▶ _Written request 1_:
Answer these about the workout thread:
(a) About how many calories does brian2440 say he is eating now?
(b) What current weight does WantItBad give?
(c) What dumbbell weight did brian2440 hold in each hand for walking lunges?
▶ _Written request 2_: Echo the workout thread word for word, starting with "Bet your ass" and going on through "do any cardio.".

▶ _Quoted passage_:
I am doing a push pull routine.  Will take Weds, Sat, and Sun off.  I will do cardio on these off days.  Right now I am 5'10" and 245 pounds .


----------



## brian2440 (Aug 21, 2007)

I was kinda tired today but I put forth my best effort.  

*WG Pulldown: *
50x10
100x8
120x4
120x4

*Seated CG row:*
120x10
130x8
130x5

*SLDL:*
65x10
85x10
85x10
85x10

*Incline DB Curl:*
35x8
35x8

*Standing Bicept Curl:*
70x7
70x7
70x7

*Shrugs:*
95x15
145x15
165x12

My lower back is screwed up and has been for awhile so I try to go easy on it.


----------



## katt (Aug 21, 2007)

Hey Brian... good luck on the cut. You should post your diet in the diet section, I'm sure you'll get alot of suggestions there as well! 

So what's your routine .? Full body, split, push/pull/legs?


----------



## WantItBad (Aug 21, 2007)

dude stats were similar to mean height and weight wise i think you should up the cals a touch or 2 touches also from your workout I would try and add some more compound movements and ditch 1 of the curls....but ya ...post your workout program completly!  And GOOD LUCK! im at 225 have 25 more to go wanna race!?!?!! lol me to 200 you to 220?!?!?!?! ok later


----------



## brian2440 (Aug 22, 2007)

katt said:


> Hey Brian... good luck on the cut. You should post your diet in the diet section, I'm sure you'll get alot of suggestions there as well!
> 
> So what's your routine .? Full body, split, push/pull/legs?



Thanks so much.  I am going to try a push/pull/leg split to see if I like.  I haven't worked out in a year so I feel like a newb again lol.  I was going to post diet in diet section if I needed to but I didn't know if ppl would help me in my journal or not.


----------



## brian2440 (Aug 22, 2007)

WantItBad said:


> dude stats were similar to mean height and weight wise i think you should up the cals a touch or 2 touches also from your workout I would try and add some more compound movements and ditch 1 of the curls....but ya ...post your workout program completly!  And GOOD LUCK! im at 225 have 25 more to go wanna race!?!?!! lol me to 200 you to 220?!?!?!?! ok later



Bet your ass we can race.  I was down to 200 pounds before then I just stalled and when my boy was born I quit lifting.  I bought all the stuff I need to workout at home so I am still getting to know what I can do with what I bought.  I am eating around 2300 cals now.  I am not a very good at dieting but I do a good job at sticking to diet.


----------



## brian2440 (Aug 22, 2007)

No workout today.  It was my day off from weights anyway.  Had doctors appt today so I didnt do any cardio.


----------



## brian2440 (Aug 23, 2007)

I did legs today.  Felt really good to do legs again.  

Sqauts:
warmup with just the bar
135x15
155x10
165x10

Walking Lunges:
did 50 pound db in each hand.
50x14
50x14
50x14

Calf Raises:
215x20
225x20
225x20

I have a bad back so I took it easy.  Want to see how much I can do so I don't get my back hurting.


----------

▶ _Data provided_:
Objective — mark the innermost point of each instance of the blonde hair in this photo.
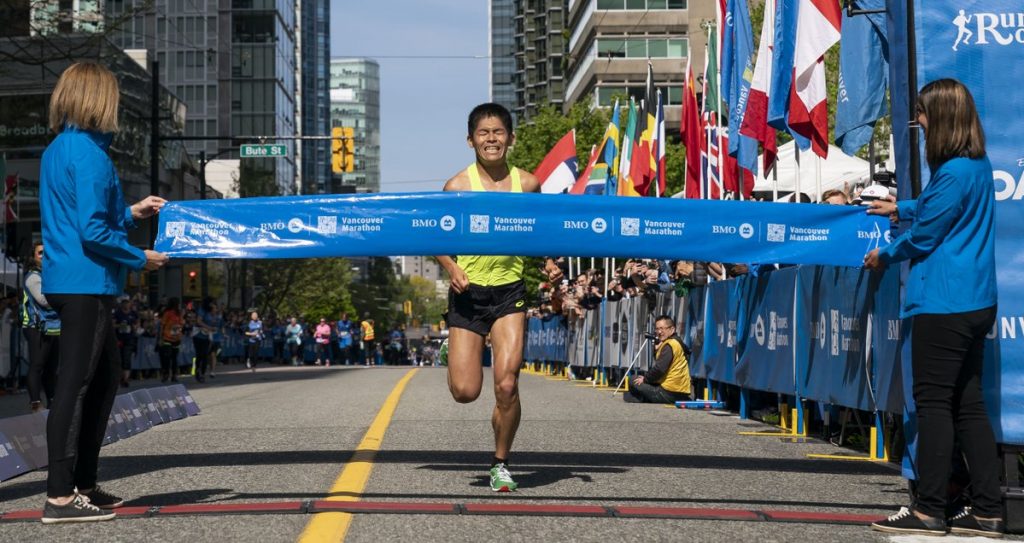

▶ _Final result 1_:
(a) Around 2300 calories.
(b) 225.
(c) 50 pounds.

▶ _Final result 2_:
Bet your ass we can race.  I was down to 200 pounds before then I just stalled and when my boy was born I quit lifting.  I bought all the stuff I need to workout at home so I am still getting to know what I can do with what I bought.  I am eating around 2300 cals now.  I am not a very good at dieting but I do a good job at sticking to diet.


----------



## brian2440 (Aug 22, 2007)

No workout today.  It was my day off from weights anyway.  Had doctors appt today so I didnt do any cardio.